>> Begin

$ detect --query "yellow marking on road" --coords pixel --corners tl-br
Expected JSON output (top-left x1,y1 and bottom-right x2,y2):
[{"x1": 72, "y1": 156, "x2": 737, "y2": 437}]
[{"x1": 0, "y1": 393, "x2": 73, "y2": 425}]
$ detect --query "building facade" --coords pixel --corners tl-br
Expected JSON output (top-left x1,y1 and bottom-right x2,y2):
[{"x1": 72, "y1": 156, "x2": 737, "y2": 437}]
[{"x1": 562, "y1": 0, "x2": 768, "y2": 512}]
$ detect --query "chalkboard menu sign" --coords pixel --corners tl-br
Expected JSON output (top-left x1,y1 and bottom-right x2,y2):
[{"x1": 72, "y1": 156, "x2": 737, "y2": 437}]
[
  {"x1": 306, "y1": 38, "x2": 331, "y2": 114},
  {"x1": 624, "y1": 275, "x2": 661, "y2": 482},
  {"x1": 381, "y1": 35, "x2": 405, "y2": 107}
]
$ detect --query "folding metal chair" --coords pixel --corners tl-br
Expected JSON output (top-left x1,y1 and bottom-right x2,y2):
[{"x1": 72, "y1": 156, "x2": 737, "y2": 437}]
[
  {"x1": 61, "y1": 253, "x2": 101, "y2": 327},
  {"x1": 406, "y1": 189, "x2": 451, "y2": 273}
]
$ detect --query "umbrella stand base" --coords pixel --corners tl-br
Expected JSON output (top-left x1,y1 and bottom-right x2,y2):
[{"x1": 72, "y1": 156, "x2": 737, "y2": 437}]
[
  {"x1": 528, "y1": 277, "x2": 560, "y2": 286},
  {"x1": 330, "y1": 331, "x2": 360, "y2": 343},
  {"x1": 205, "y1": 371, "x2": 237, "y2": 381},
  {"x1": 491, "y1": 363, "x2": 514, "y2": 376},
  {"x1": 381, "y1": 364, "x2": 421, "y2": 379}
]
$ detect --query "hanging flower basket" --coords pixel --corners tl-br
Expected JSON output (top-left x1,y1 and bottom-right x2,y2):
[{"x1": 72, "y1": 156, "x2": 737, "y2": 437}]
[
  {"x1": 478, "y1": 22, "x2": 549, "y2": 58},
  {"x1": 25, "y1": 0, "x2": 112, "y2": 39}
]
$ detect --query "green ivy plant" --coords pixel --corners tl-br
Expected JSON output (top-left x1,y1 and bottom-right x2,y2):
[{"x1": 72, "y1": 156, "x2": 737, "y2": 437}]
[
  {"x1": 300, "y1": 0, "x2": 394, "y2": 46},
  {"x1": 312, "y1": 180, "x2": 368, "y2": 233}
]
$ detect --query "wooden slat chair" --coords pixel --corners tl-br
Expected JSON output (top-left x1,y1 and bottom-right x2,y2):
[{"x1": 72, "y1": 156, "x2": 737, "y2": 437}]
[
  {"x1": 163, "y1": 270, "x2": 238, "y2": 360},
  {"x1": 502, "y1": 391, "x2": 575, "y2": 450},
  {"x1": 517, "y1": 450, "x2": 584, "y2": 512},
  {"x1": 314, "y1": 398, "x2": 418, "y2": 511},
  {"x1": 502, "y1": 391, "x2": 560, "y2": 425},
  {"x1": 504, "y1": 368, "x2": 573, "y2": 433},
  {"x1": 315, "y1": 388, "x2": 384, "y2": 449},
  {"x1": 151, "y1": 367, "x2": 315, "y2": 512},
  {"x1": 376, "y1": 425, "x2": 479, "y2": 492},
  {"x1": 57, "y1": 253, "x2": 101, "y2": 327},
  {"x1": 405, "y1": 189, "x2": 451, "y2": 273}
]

>> End

• EXERCISE AIM: Reproduce all data above, unchanged.

• RESULT FOR THIS TASK:
$ detect --query "yellow marking on road" --coords pixel --corners tl-br
Expected JSON output (top-left x1,y1 and bottom-right x2,y2):
[{"x1": 72, "y1": 156, "x2": 737, "y2": 437}]
[{"x1": 0, "y1": 393, "x2": 73, "y2": 425}]
$ detect --query "building facade" --coords pixel --corners tl-br
Expected JSON output (top-left x1,y1 and bottom-right x2,y2):
[{"x1": 72, "y1": 156, "x2": 737, "y2": 437}]
[{"x1": 562, "y1": 0, "x2": 768, "y2": 512}]
$ detect --query "chalkboard menu sign" --coords pixel --corners tl-br
Expected JSON output (top-left x1,y1 and bottom-right x2,y2):
[{"x1": 72, "y1": 156, "x2": 737, "y2": 437}]
[
  {"x1": 306, "y1": 38, "x2": 331, "y2": 114},
  {"x1": 624, "y1": 275, "x2": 661, "y2": 482},
  {"x1": 381, "y1": 35, "x2": 405, "y2": 107}
]
$ detect --query "folding metal chair" --coords pixel --corners tl-br
Expected JSON output (top-left x1,y1 and bottom-right x2,y2):
[{"x1": 72, "y1": 156, "x2": 737, "y2": 437}]
[
  {"x1": 61, "y1": 253, "x2": 101, "y2": 327},
  {"x1": 406, "y1": 189, "x2": 451, "y2": 273}
]
$ detect --query "umbrella stand base" --coords pixel --corners tl-br
Expected JSON output (top-left x1,y1 and bottom-right x2,y2):
[{"x1": 72, "y1": 156, "x2": 737, "y2": 437}]
[
  {"x1": 528, "y1": 277, "x2": 560, "y2": 286},
  {"x1": 330, "y1": 331, "x2": 360, "y2": 343},
  {"x1": 205, "y1": 371, "x2": 237, "y2": 381},
  {"x1": 491, "y1": 363, "x2": 514, "y2": 376},
  {"x1": 381, "y1": 364, "x2": 421, "y2": 379}
]
$ detect --query "hanging flower basket" --coords pixel --corners tl-br
Expected JSON output (top-left x1,y1 and bottom-right x2,y2):
[{"x1": 72, "y1": 156, "x2": 737, "y2": 437}]
[
  {"x1": 478, "y1": 22, "x2": 549, "y2": 58},
  {"x1": 25, "y1": 0, "x2": 112, "y2": 39}
]
$ detect --query "green ivy plant" --coords pixel --corners tl-br
Expected JSON output (top-left x1,y1 and bottom-right x2,y2):
[{"x1": 72, "y1": 156, "x2": 737, "y2": 437}]
[
  {"x1": 300, "y1": 0, "x2": 394, "y2": 46},
  {"x1": 312, "y1": 180, "x2": 368, "y2": 233}
]
$ detect --query "wooden slat chair" --coords pixel --corners tl-br
Expected JSON output (top-left x1,y1 and bottom-right x2,y2):
[{"x1": 72, "y1": 156, "x2": 737, "y2": 437}]
[
  {"x1": 163, "y1": 270, "x2": 238, "y2": 360},
  {"x1": 502, "y1": 391, "x2": 575, "y2": 450},
  {"x1": 517, "y1": 450, "x2": 584, "y2": 512},
  {"x1": 314, "y1": 398, "x2": 418, "y2": 511},
  {"x1": 502, "y1": 391, "x2": 560, "y2": 425},
  {"x1": 504, "y1": 368, "x2": 573, "y2": 433},
  {"x1": 315, "y1": 388, "x2": 384, "y2": 449},
  {"x1": 151, "y1": 367, "x2": 315, "y2": 512},
  {"x1": 376, "y1": 425, "x2": 479, "y2": 492},
  {"x1": 57, "y1": 253, "x2": 101, "y2": 327},
  {"x1": 405, "y1": 189, "x2": 451, "y2": 273}
]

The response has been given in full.